» **About this exercise**
Every line of the data is to be transcribed as it stands.
—————
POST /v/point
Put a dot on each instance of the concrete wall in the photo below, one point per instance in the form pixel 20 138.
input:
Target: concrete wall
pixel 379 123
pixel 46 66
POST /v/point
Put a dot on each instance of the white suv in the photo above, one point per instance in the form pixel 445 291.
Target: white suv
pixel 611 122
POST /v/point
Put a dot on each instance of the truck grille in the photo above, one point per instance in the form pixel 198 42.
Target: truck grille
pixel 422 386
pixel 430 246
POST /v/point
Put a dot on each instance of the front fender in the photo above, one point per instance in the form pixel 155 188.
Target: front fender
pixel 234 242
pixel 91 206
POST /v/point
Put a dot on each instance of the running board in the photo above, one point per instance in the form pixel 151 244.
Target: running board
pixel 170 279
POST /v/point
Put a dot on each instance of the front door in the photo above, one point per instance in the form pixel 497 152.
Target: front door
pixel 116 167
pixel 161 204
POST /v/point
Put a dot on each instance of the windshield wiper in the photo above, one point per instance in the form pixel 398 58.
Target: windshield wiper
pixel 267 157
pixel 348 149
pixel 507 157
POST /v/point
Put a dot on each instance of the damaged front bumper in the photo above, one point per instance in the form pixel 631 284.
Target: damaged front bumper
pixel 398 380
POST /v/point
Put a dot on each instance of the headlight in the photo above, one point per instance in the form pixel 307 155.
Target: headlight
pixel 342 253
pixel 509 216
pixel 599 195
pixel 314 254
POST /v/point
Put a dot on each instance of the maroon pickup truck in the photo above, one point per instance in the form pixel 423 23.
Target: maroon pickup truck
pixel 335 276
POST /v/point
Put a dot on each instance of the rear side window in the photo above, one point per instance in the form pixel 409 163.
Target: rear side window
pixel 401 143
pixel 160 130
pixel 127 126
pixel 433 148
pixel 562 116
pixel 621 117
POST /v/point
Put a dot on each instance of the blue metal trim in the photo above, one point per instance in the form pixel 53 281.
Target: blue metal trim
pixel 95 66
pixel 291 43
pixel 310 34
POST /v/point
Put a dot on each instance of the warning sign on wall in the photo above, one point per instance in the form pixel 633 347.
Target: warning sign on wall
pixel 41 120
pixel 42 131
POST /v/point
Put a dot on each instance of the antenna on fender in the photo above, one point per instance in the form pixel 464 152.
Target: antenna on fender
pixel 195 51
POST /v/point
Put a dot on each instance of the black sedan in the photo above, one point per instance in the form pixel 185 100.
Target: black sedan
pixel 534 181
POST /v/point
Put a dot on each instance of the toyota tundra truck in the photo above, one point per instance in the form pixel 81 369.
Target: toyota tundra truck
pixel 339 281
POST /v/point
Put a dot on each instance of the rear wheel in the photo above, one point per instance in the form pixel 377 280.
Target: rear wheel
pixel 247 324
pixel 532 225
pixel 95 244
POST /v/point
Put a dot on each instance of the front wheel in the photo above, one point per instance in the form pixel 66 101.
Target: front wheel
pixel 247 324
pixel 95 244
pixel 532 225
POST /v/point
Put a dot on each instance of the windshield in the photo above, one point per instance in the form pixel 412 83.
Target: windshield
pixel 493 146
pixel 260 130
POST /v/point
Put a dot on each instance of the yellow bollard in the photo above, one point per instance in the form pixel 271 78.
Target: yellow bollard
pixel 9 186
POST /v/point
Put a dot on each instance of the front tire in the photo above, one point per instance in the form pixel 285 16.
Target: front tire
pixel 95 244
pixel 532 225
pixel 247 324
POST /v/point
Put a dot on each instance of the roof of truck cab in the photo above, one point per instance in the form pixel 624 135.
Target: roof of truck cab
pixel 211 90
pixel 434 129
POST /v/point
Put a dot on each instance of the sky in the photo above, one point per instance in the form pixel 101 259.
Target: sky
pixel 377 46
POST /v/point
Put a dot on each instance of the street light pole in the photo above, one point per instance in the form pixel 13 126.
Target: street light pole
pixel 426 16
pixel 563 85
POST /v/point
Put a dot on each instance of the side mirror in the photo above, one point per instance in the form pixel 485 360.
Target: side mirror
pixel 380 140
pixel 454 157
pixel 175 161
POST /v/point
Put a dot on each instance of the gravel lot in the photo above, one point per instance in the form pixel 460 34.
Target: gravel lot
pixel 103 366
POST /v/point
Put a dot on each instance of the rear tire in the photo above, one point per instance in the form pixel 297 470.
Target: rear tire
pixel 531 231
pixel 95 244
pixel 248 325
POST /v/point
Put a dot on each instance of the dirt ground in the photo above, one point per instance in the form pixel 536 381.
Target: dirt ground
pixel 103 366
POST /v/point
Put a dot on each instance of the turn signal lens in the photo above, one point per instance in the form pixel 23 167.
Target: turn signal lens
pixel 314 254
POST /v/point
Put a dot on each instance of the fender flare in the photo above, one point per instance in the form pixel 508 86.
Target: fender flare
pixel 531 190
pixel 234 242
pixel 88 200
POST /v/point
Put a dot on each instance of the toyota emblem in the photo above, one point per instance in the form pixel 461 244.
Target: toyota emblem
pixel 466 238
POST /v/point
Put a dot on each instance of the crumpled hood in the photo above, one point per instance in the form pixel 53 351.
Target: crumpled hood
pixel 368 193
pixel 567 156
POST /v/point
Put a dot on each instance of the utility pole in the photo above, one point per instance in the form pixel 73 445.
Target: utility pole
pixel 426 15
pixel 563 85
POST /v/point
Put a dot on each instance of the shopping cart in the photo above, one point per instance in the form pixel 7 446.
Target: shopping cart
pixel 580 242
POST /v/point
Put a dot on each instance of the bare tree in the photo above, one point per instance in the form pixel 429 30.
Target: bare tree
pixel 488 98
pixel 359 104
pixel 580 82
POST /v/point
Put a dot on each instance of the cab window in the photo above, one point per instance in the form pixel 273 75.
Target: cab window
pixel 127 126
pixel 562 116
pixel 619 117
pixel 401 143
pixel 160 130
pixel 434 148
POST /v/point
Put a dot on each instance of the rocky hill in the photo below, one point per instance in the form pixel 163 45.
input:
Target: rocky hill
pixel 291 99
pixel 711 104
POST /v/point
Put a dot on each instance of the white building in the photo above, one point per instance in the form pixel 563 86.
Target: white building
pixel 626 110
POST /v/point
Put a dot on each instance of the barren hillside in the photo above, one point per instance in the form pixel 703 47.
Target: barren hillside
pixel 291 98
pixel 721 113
—————
» **Result below**
POST /v/point
Put a dot on each instance of the concrete wall in the photo below, one point per instance in the form pixel 20 138.
input:
Target: concrete wall
pixel 379 123
pixel 46 66
POST /v/point
Put a dot on each instance of the white suv in the photo above, one point per instance in the form pixel 445 291.
Target: white suv
pixel 611 122
POST /v/point
Put a dot on each instance of the truck grille in the photo above, one point per instance in the form pixel 198 42.
Target: truck grille
pixel 422 386
pixel 430 246
POST /v/point
Put a dot on each instance of the front fender in the photo above, one point per instance in the form pixel 155 188.
Target: front fender
pixel 234 242
pixel 91 206
POST /v/point
Put a dot on each instance of the running board in the photo above, one point per instance in the form pixel 151 244.
Target: running board
pixel 170 279
POST /v/point
Put a dot on each instance of the front door in the photo above, one point per instance in the form pixel 497 152.
Target: front door
pixel 116 167
pixel 161 204
POST /v/point
Put a dot on each instance of the windshield wiper in the photo above, one point per instance in the form pixel 398 58.
Target: windshield wiper
pixel 267 157
pixel 348 149
pixel 507 157
POST /v/point
Put a dot on each instance of the damaged front bumper in the photo above, one point per instance in the form pixel 631 284.
Target: damaged front bumper
pixel 398 380
POST /v/point
Put a dot on each instance of the headlight in the photo above, one point per instance in the form pixel 307 155.
Target: headlight
pixel 342 253
pixel 509 216
pixel 599 195
pixel 314 254
POST /v/point
Put a dot on each instance of the maroon pickup truck in the photo above, one point per instance in the form pixel 423 23.
Target: maroon pickup truck
pixel 335 276
POST /v/point
Put a dot on each instance of the rear side window in the photo above, one point per instance in the form pixel 409 163.
Target: rear side window
pixel 401 143
pixel 160 130
pixel 127 126
pixel 433 148
pixel 562 116
pixel 621 117
POST /v/point
Put a dot on each instance of the blue metal trim in the photo above, one point per instance in the form pixel 53 281.
Target: blue metal trim
pixel 95 66
pixel 291 43
pixel 310 34
POST /v/point
Put a dot on each instance of the warning sign on wall in the photo above, one point per instance in the form pixel 633 347.
Target: warning sign on wall
pixel 41 120
pixel 42 131
POST /v/point
Put a dot on each instance of the antenna on fender in the photo above, one point per instance in the form pixel 464 152.
Target: antenna on fender
pixel 195 51
POST /v/point
Put a dot on each instance of the black sedan in the photo above, one point per instance in the form pixel 185 100.
Target: black sedan
pixel 534 181
POST /v/point
Put a dot on each instance of the toyota tundra truck in the photo above, one point per instance in the form pixel 81 369.
Target: toyota tundra truck
pixel 339 281
POST /v/point
Put a dot on each instance of the rear wheel in the photo above, one point per instance in the form pixel 377 280.
Target: rear wheel
pixel 247 324
pixel 532 225
pixel 95 244
POST /v/point
Put a dot on each instance of the front wheel in the photo above, one point per instance in the form pixel 66 101.
Target: front wheel
pixel 247 324
pixel 95 244
pixel 532 225
POST /v/point
Put a dot on each instance of the windshield in the photo above, one point per instance in the form pixel 412 83.
Target: windshield
pixel 493 146
pixel 260 130
POST /v/point
Put a dot on each instance of the yellow bollard in the photo above, one point per instance in the form pixel 271 78.
Target: yellow bollard
pixel 9 186
POST /v/point
Put a dot on each instance of the front tire in the photo above, one point per instance in the form pixel 285 16.
Target: front tire
pixel 95 244
pixel 532 225
pixel 247 324
POST /v/point
Put a dot on each instance of the roof of truck cab in the photo above, one point per instance in the form pixel 624 135.
Target: roof of truck cab
pixel 211 90
pixel 434 129
POST /v/point
Put a dot on each instance of the sky in the photo above, one point per instance in the form pixel 101 259.
Target: sky
pixel 377 46
POST /v/point
Put a dot on each instance of the street light pole in the photo above, one point per instance in the form pixel 13 126.
Target: street light pole
pixel 426 16
pixel 563 85
POST /v/point
Put a dot on each instance of the side mirror in the photo above, one point per instance in the form pixel 485 360.
Target: side mirror
pixel 380 140
pixel 454 157
pixel 175 161
POST /v/point
Put a dot on each instance of the gravel lot in the photo above, one point per instance in the form pixel 460 34.
Target: gravel lot
pixel 103 366
POST /v/point
Put a dot on each instance of the rear tire in the photo above, one point per instance in the form pixel 297 470.
Target: rear tire
pixel 531 231
pixel 95 244
pixel 248 325
POST /v/point
Put a dot on each instance of the dirt ground in the photo above, one point per instance in the form pixel 536 381.
Target: dirt ground
pixel 103 366
POST /v/point
Put a dot on each instance of the turn signal lens in the photo above, one point per instance in the form pixel 23 167.
Target: turn signal lens
pixel 314 254
POST /v/point
Put a dot on each instance of the fender flare in the photo above, one point per instance in the form pixel 508 86.
Target: fender flare
pixel 531 190
pixel 234 242
pixel 88 200
POST /v/point
Put a dot on each instance of the toyota emblem in the photo above, one point per instance in the form pixel 461 244.
Target: toyota emblem
pixel 466 238
POST /v/point
Put a dot on each instance of the crumpled hood in the photo above, one point per instance in the form pixel 53 351.
Target: crumpled hood
pixel 368 193
pixel 567 156
POST /v/point
Put a dot on each instance of the utility pole in the photo above, one point per instance in the form pixel 73 445.
Target: utility pole
pixel 426 15
pixel 563 85
POST /v/point
Put a dot on each instance of the shopping cart in the photo above, one point per instance in the form pixel 7 446.
Target: shopping cart
pixel 580 242
POST /v/point
Put a dot on each instance of the bare tree in the photo above, one point per instance in the form pixel 429 30.
Target: bare tree
pixel 488 98
pixel 359 104
pixel 580 82
POST /v/point
Put a dot on each instance of the cab window in the photo above, one point per instance in the form pixel 273 75.
Target: cab window
pixel 127 126
pixel 562 116
pixel 619 117
pixel 401 143
pixel 160 130
pixel 434 148
POST /v/point
Put a dot on each instance of the rocky hill in the photo below, one point per instance in the form pixel 163 45.
input:
Target: rocky hill
pixel 291 99
pixel 711 104
POST /v/point
Put a dot on each instance of the white building in the photo above, one point per instance in the form pixel 563 86.
Target: white building
pixel 626 110
POST /v/point
Put a dot on each instance of the barren hillside in the photo above, one point per instance in the form pixel 703 47.
Target: barren hillside
pixel 291 98
pixel 721 113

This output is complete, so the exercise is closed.